++++ Text block
Editor’s Blog – A flexible approach to sensors
Wearable sensors are convenient and gaining in popularity, fuelled by advances in manufacturing, says Caroline Hayes
Wearable sensors have gone beyond step counters. Today’s sensors can monitor other parameters and enable remote patient monitoring. In addition to making healthcare easier to access, IDTechEx’s technology analyst, Tess Skyme, says that innovations in wearable sensor technology are meeting demand for consumer applications too.
In addition to providing easier access to health data, consumer market designs integrating sensors into headsets and accessories could lead to immersive experiences in entertainment venues and the wider metaverse.
Uses for biosensors and flexible hybrid electronics in healthcare. Picture: IDTechEx
Sensor variants include inertial measurement units, optical sensors, and chemical sensors for vital signs, stress, sleep and even brain activity for sports injuries and emergency service paramedic assessments.
Motion sensing hardware is well established, says Skyme; accelerometers are integrated into almost every wearable device. Smartwatches, for example, are looking beyond sensors to gather data about heart rate or blood oxygen, calories burned and sleep quality. Now they are being used with software to analyse photoplethysmography (PPG) signals to assess the blood flow for cardiovascular or vein health. They are also being used with new hardware for spectroscopy to assess electromagnetic radiation.
Flexible hybrid electronics offer a stretchable substrate and circuits which can be more flexible. They use sensors and other components which can be printed to be more flexible. The use of conductive inks which are stretchable or can withstand bending, enables a shorter bending radius and ability to stretch. This flexible – and potentially stretchable – form factor lends the circuitry to use in electronic skin patches and textiles for a comfortable, closer fit which is less bulky than substrates with rigid boxes – however small – containing electronics. The prospect of printing circuits on flexible substrates opens up a world of design possibilities.
++++++++
++++ Exercise data
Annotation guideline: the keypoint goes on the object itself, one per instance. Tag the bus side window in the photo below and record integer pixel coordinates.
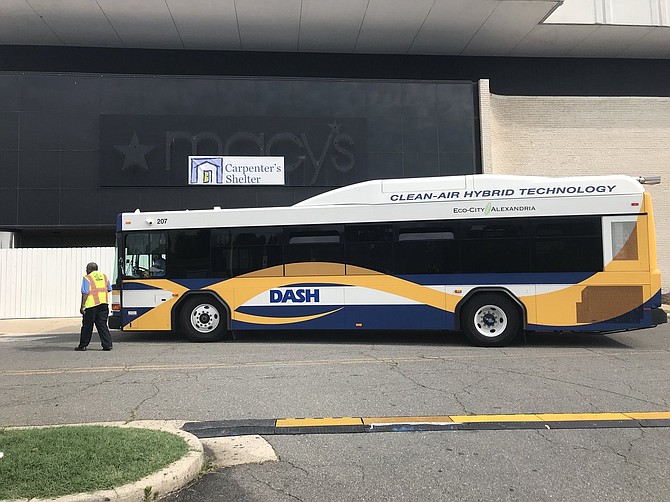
(321, 244)
(370, 246)
(425, 249)
(624, 240)
(144, 253)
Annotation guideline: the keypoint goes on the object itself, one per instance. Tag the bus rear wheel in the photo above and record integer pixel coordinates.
(203, 319)
(491, 320)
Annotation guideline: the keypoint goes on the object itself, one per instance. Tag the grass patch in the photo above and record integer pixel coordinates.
(57, 461)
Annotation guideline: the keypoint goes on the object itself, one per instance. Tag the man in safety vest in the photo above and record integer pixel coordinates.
(95, 288)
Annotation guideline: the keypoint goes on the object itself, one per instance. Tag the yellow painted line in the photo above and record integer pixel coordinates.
(432, 419)
(649, 415)
(495, 418)
(573, 417)
(318, 422)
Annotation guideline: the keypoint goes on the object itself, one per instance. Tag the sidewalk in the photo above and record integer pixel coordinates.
(217, 452)
(17, 327)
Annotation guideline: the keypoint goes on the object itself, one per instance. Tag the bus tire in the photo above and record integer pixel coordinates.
(491, 320)
(203, 319)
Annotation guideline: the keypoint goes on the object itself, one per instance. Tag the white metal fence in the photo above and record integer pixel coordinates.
(46, 282)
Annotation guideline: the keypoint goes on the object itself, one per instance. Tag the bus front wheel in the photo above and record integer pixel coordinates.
(491, 320)
(203, 319)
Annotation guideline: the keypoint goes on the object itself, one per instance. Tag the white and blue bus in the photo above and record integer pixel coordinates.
(490, 255)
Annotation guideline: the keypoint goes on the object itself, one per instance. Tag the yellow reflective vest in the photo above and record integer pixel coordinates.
(97, 292)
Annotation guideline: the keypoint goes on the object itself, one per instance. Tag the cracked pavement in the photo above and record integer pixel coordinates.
(286, 375)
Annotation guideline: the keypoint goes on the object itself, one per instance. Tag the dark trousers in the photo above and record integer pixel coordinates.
(95, 315)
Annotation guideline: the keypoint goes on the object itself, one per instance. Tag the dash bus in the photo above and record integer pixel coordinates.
(489, 255)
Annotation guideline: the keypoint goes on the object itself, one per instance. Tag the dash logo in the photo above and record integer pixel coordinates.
(301, 295)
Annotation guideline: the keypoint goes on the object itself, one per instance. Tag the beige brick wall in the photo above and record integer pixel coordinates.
(576, 136)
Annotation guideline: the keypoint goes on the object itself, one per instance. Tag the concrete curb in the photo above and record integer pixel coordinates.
(170, 479)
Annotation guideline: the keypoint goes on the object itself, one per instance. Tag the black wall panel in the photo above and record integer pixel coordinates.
(65, 138)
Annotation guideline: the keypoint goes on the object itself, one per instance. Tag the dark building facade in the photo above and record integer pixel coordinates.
(88, 133)
(77, 149)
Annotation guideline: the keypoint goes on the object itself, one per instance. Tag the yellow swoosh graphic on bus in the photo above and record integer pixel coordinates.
(238, 316)
(240, 290)
(158, 318)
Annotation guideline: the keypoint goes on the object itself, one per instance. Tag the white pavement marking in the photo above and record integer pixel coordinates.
(237, 450)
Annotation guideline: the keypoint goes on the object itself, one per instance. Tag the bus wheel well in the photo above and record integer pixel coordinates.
(497, 290)
(491, 319)
(192, 300)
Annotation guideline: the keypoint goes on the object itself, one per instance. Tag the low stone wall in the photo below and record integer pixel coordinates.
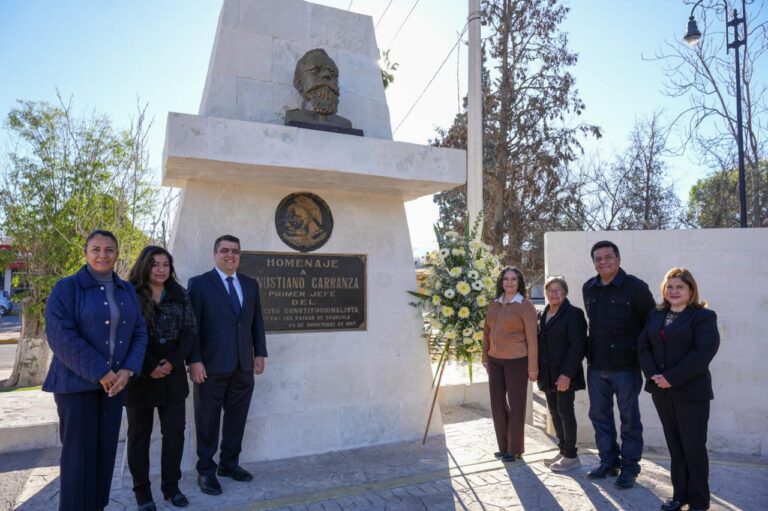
(731, 268)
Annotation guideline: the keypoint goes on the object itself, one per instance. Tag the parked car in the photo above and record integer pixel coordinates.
(6, 305)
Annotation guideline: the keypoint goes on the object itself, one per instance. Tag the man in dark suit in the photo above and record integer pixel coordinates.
(231, 348)
(617, 305)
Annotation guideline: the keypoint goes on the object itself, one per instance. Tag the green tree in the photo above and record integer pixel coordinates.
(714, 201)
(64, 177)
(529, 101)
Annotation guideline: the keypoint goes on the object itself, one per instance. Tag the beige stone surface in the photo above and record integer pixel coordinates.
(731, 269)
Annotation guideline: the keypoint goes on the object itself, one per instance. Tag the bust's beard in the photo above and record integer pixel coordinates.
++++++++
▶ What this exercise asks
1/ Write out the part of the blog post on wearable sensors starting with "Flexible hybrid electronics offer" and going on through "of design possibilities.".
2/ Rewrite the paragraph of the blog post on wearable sensors that begins "Flexible hybrid electronics offer" as a short bulleted list, keeping its main facts.

▶ Results of the tasks
1/
Flexible hybrid electronics offer a stretchable substrate and circuits which can be more flexible. They use sensors and other components which can be printed to be more flexible. The use of conductive inks which are stretchable or can withstand bending, enables a shorter bending radius and ability to stretch. This flexible – and potentially stretchable – form factor lends the circuitry to use in electronic skin patches and textiles for a comfortable, closer fit which is less bulky than substrates with rigid boxes – however small – containing electronics. The prospect of printing circuits on flexible substrates opens up a world of design possibilities.

2/
- Flexible hybrid electronics use a stretchable substrate and circuits that can be more flexible.
- Their sensors and other components can be printed to be more flexible.
- Conductive inks that stretch or withstand bending allow a shorter bending radius and the ability to stretch.
- This form suits electronic skin patches and textiles. It gives a comfortable, closer fit that is less bulky than substrates with rigid boxes of electronics.
- Printing circuits on flexible substrates opens up many design possibilities.